• **Source passage**:
= = = = = = =

At eighteen, Robinson followed David, a senior at Brown, to Rhode Island, enrolling at the university’s sister school, Pembroke College. It was the early sixties, and she found herself ideologically adrift: too serious-minded for the countercultures embraced by some of her peers, and unmoved by the Freudian theories espoused by some of her professors and the behavioralism advanced by others. She and David took long, meandering walks around Providence, undeterred by rain or snow, ruining their hats and shoes, discussing aesthetics and ethics. When David graduated, he went to Yale for a doctorate in art history, and, once Robinson had mastered the train schedule, they continued their walks in New Haven.

= = = = = = =

• **Tasks to complete**:
a) In the Robinson passage, what field did David pursue a doctorate in at Yale?
b) Transcribe the section of the Robinson passage starting at "At eighteen, Robinson" and ending at "in New Haven.".
The data that come next have no connection to the Robinson passage.

• **Dataset extract**:
= = = = = = =

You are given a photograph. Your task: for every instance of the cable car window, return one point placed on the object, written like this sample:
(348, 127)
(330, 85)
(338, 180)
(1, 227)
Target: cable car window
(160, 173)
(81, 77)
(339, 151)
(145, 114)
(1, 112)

= = = = = = =

• **Answers to the problems**:
a) Art history.

b)
At eighteen, Robinson followed David, a senior at Brown, to Rhode Island, enrolling at the university’s sister school, Pembroke College. It was the early sixties, and she found herself ideologically adrift: too serious-minded for the countercultures embraced by some of her peers, and unmoved by the Freudian theories espoused by some of her professors and the behavioralism advanced by others. She and David took long, meandering walks around Providence, undeterred by rain or snow, ruining their hats and shoes, discussing aesthetics and ethics. When David graduated, he went to Yale for a doctorate in art history, and, once Robinson had mastered the train schedule, they continued their walks in New Haven.